* **Zu lesender Auszug**:
>>

Oscar Wendt: Vor allem die ersten zwei Monate waren eine unheimlich schwere Zeit. Für mich persönlich und jeden hier bei Borussia. Wenn man fünf Spiele in Folge verliert, ist man mental am Boden und hat in jeder Situation Angst, einen Fehler zu machen. Wir haben viel miteinander gesprochen und auf dem Platz alles gegeben, trotzdem gab es einen Rückschlag nach dem anderen.

SPOX: Die Krise gipfelte dann im Rücktritt Lucien Favres. Wie haben Sie davon erfahren?

Wendt: Wie die meisten anderen habe ich es im Internet gelesen. Für mich war es ein großer Schock, weil ich zu diesem Zeitpunkt überhaupt nicht damit gerechnet hatte. Gleichzeitig muss man aber auch professionell sein und an den Verein denken.

SPOX: Wie meinen Sie das?

Wendt: Man kann den Kopf nicht in den Sand stecken. Der Verlust von Lucien Favre wiegt natürlich schwer, er hat hier in Mönchengladbach Großes aufgebaut und erreicht. Aber genauso wichtig ist es, in solchen Situation zusammenzuhalten und weiterzumachen. Wir sind immer positiv geblieben und haben fest daran geglaubt, uns dort wieder herausziehen zu können - auch wenn das unheimlich schwer war. Mit einer anderen Einstellung hätten wir das nicht geschafft.

SPOX: Hat Lucien Favre sich noch von der Mannschaft verabschiedet?

Wendt: Es gab keine Sitzung, in der er sich vor versammelter Mannschaft verabschiedet hat, aber er hat jeden Spieler angerufen, sich verabschiedet und uns alles Gute gewünscht.

SPOX: Unter Andre Schubert wirkte die Mannschaft dann wie ausgewechselt und startete mit einer berauschenden ersten Halbzeit gegen Augsburg. Wie hat Schubert diesen enormen Wandel bewirkt?

<<

* **Einige Datensätze**:
>>

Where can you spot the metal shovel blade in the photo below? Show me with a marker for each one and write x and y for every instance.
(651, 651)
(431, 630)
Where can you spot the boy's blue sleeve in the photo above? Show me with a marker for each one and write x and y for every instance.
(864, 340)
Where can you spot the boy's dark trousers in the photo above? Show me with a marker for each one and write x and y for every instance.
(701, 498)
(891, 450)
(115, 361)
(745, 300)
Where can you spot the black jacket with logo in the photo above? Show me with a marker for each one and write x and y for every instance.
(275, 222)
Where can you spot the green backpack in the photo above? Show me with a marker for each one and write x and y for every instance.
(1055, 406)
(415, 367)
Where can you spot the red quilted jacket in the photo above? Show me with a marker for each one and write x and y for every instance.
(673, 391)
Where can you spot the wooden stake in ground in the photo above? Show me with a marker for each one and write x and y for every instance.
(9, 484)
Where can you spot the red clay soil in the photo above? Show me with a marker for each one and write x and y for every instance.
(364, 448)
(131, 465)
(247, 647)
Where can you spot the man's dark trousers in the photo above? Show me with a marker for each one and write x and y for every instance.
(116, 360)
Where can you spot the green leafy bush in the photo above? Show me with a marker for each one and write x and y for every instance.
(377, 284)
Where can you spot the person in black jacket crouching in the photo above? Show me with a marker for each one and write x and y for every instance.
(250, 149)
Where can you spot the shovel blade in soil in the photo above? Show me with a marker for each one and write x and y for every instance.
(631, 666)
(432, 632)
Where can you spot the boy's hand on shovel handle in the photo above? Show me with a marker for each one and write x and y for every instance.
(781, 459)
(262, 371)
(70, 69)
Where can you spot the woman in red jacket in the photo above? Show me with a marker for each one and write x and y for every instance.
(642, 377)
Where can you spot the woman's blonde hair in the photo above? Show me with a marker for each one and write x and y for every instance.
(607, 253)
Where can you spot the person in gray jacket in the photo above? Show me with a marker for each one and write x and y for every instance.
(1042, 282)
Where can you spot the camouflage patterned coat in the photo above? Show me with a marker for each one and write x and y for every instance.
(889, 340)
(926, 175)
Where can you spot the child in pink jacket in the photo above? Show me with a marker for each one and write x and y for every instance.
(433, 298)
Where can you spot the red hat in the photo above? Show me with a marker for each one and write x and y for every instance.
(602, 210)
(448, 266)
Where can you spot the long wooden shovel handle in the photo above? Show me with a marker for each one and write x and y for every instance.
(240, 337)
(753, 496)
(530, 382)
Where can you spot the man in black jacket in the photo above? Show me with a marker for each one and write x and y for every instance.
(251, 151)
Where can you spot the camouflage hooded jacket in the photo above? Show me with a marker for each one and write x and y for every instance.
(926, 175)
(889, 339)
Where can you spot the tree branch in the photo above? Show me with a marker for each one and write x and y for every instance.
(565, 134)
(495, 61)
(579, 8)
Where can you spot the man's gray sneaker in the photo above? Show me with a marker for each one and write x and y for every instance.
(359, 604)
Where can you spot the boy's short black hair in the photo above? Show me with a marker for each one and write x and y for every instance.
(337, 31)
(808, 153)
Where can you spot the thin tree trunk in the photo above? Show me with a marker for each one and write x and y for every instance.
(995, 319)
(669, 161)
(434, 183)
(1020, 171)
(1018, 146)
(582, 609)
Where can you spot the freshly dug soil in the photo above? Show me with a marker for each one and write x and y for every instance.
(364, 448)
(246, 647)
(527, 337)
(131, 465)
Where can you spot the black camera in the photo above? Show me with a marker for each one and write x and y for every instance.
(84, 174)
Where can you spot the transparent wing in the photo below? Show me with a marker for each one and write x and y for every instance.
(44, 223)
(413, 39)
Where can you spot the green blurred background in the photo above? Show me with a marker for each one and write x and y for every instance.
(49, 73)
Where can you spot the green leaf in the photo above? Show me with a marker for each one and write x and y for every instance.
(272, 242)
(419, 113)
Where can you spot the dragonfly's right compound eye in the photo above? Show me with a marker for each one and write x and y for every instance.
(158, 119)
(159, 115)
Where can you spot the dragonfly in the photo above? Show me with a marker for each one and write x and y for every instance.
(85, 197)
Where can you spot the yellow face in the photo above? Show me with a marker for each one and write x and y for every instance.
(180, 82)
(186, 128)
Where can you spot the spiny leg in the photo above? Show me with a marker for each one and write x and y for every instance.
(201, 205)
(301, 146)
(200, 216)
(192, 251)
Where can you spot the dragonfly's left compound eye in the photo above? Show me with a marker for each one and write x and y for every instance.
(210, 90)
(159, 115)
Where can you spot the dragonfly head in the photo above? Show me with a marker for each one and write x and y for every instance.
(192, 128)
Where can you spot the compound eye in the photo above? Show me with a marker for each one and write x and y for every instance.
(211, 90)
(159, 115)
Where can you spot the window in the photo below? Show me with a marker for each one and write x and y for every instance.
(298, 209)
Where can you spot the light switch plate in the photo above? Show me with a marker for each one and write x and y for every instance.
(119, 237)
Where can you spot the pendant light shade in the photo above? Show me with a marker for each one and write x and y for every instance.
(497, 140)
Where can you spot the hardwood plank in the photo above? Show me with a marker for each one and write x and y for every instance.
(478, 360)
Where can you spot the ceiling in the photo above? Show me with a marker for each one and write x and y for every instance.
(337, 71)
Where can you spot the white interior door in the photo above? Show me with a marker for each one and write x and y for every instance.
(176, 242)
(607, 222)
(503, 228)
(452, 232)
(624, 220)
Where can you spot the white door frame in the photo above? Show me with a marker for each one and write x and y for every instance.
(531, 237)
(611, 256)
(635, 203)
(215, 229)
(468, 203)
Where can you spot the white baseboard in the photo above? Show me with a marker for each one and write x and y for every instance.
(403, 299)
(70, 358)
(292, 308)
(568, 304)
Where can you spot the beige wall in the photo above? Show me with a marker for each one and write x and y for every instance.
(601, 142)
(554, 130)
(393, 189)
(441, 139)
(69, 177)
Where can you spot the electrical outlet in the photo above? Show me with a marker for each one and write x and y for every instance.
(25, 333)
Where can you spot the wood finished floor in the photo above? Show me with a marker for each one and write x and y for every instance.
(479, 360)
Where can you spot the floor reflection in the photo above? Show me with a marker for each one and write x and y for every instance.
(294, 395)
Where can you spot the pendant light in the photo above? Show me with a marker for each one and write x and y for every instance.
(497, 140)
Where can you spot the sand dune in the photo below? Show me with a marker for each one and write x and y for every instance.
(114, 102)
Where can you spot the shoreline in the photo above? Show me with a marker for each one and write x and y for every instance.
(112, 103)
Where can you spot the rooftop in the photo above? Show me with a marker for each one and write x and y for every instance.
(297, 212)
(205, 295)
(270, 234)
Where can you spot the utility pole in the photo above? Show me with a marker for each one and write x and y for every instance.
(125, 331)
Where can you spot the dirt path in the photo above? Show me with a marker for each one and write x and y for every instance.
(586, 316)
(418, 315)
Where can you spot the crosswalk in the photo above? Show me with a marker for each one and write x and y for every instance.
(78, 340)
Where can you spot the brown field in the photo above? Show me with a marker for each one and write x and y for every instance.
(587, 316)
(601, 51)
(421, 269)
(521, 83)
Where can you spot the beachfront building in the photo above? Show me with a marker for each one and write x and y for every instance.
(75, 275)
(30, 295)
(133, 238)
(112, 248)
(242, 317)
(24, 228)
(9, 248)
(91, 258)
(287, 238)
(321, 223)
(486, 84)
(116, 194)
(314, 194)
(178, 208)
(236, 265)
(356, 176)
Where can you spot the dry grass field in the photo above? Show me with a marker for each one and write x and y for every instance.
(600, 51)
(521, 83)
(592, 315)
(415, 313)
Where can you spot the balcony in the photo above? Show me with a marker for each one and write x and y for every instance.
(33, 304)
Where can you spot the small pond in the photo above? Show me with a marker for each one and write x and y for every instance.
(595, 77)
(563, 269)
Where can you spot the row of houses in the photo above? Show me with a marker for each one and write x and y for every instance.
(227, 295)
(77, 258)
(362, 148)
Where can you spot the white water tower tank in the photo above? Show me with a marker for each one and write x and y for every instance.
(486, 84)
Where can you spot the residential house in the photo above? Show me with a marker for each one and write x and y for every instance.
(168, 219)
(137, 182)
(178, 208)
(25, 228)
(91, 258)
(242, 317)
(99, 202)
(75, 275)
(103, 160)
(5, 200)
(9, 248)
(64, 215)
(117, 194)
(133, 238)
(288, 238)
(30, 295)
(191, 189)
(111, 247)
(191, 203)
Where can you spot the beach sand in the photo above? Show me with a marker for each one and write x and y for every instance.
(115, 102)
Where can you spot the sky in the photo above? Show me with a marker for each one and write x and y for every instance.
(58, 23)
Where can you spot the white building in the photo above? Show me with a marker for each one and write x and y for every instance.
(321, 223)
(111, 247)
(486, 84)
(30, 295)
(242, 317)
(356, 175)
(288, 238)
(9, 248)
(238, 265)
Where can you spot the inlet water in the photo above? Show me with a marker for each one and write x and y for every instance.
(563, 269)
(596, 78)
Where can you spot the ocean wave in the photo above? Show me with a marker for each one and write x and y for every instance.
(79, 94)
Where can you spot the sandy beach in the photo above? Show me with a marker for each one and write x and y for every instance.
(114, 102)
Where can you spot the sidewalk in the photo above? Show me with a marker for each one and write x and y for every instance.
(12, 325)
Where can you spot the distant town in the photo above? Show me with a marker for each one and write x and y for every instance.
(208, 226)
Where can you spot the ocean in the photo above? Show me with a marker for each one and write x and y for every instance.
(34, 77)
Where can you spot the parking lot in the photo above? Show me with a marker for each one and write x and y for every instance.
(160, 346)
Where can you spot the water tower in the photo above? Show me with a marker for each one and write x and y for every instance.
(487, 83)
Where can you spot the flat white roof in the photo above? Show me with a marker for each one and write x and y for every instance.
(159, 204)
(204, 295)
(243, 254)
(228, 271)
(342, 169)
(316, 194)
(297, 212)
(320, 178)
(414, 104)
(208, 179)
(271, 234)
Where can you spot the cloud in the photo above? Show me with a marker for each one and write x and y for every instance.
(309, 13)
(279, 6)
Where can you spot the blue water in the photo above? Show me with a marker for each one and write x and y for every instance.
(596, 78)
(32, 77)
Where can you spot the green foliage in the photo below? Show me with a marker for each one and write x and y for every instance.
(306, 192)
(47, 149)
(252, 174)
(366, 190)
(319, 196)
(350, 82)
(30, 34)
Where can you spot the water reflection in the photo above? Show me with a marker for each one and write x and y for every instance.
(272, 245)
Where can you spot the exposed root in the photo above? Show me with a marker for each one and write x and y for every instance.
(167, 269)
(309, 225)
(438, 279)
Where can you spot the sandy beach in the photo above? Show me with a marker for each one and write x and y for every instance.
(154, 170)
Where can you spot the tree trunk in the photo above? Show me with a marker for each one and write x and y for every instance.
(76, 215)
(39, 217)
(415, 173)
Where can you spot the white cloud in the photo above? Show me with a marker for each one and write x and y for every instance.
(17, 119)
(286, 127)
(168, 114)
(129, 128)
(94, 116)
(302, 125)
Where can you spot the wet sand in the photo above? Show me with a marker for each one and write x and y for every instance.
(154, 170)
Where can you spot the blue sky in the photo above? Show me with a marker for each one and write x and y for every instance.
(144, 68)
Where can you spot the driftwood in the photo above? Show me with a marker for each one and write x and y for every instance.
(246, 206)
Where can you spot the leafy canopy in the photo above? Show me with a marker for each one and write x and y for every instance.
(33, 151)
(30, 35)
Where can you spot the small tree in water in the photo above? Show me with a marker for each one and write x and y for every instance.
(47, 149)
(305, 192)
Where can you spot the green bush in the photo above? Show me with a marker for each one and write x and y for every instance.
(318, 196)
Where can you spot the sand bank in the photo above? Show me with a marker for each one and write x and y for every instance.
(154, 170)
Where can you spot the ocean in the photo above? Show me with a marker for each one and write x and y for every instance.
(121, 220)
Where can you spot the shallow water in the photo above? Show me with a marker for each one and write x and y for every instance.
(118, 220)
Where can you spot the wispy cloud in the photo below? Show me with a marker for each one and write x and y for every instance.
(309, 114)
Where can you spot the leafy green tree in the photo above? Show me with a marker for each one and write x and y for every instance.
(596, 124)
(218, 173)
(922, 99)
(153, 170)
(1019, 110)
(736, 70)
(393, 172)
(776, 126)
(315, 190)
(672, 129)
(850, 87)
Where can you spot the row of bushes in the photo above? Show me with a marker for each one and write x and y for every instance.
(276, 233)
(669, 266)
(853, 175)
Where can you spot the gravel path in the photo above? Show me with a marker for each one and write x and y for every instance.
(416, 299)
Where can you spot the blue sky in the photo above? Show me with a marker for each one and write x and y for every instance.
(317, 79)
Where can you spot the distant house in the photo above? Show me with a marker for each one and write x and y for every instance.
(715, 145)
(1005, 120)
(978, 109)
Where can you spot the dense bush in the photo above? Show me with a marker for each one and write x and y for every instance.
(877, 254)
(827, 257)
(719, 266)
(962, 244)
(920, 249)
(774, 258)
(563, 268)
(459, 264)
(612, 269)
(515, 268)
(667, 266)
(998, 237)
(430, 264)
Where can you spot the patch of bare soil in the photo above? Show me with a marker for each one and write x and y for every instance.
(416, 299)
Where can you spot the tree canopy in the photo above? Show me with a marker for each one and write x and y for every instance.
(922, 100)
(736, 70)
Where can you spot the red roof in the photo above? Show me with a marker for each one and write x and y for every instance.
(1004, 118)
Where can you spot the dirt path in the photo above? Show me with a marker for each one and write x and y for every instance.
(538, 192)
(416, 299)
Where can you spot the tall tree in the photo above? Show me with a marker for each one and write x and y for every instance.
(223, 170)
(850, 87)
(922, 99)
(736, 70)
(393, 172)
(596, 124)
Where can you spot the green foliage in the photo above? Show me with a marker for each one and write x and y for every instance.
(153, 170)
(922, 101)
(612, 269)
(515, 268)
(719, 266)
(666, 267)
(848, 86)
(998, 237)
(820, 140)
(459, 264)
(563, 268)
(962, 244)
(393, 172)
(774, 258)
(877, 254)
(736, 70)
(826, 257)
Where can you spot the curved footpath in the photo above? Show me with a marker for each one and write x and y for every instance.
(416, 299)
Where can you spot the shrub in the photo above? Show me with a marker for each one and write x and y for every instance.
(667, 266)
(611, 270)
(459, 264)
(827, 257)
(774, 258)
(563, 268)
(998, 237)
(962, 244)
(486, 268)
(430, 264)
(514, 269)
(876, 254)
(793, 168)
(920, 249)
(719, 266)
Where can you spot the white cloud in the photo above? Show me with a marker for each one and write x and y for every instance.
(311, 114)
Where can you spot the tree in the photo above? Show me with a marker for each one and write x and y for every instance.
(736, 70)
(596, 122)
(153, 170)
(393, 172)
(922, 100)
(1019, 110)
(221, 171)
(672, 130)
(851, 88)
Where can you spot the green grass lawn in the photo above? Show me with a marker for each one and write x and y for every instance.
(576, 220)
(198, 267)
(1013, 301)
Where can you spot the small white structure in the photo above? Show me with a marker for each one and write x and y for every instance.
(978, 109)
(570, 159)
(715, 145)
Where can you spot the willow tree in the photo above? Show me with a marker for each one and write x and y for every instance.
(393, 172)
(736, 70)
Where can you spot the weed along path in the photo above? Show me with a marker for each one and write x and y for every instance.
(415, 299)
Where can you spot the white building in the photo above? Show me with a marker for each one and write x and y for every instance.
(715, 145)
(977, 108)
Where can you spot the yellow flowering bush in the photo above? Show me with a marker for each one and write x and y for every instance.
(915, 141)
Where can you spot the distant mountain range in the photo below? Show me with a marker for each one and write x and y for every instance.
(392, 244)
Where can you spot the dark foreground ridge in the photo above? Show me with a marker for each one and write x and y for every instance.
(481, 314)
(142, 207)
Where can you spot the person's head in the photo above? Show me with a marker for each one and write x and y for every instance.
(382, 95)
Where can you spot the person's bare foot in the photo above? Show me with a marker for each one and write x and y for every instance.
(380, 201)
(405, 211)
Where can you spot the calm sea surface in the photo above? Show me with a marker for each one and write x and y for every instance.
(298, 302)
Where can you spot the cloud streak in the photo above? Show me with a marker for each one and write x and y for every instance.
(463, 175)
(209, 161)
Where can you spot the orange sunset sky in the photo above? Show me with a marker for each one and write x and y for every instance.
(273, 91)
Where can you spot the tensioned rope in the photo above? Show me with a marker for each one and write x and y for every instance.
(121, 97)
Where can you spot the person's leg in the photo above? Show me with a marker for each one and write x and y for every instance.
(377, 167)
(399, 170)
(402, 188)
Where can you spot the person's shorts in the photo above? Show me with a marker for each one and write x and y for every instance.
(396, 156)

<<

* **Die Aufgabe**: Führe alle Personen auf, die im Interviewauszug mit Vor- und Nachnamen genannt werden. Die Datensätze stehen in keinem Zusammenhang mit dem Auszug.

* **Antwort**:
- Oscar Wendt
- Lucien Favre
- Andre Schubert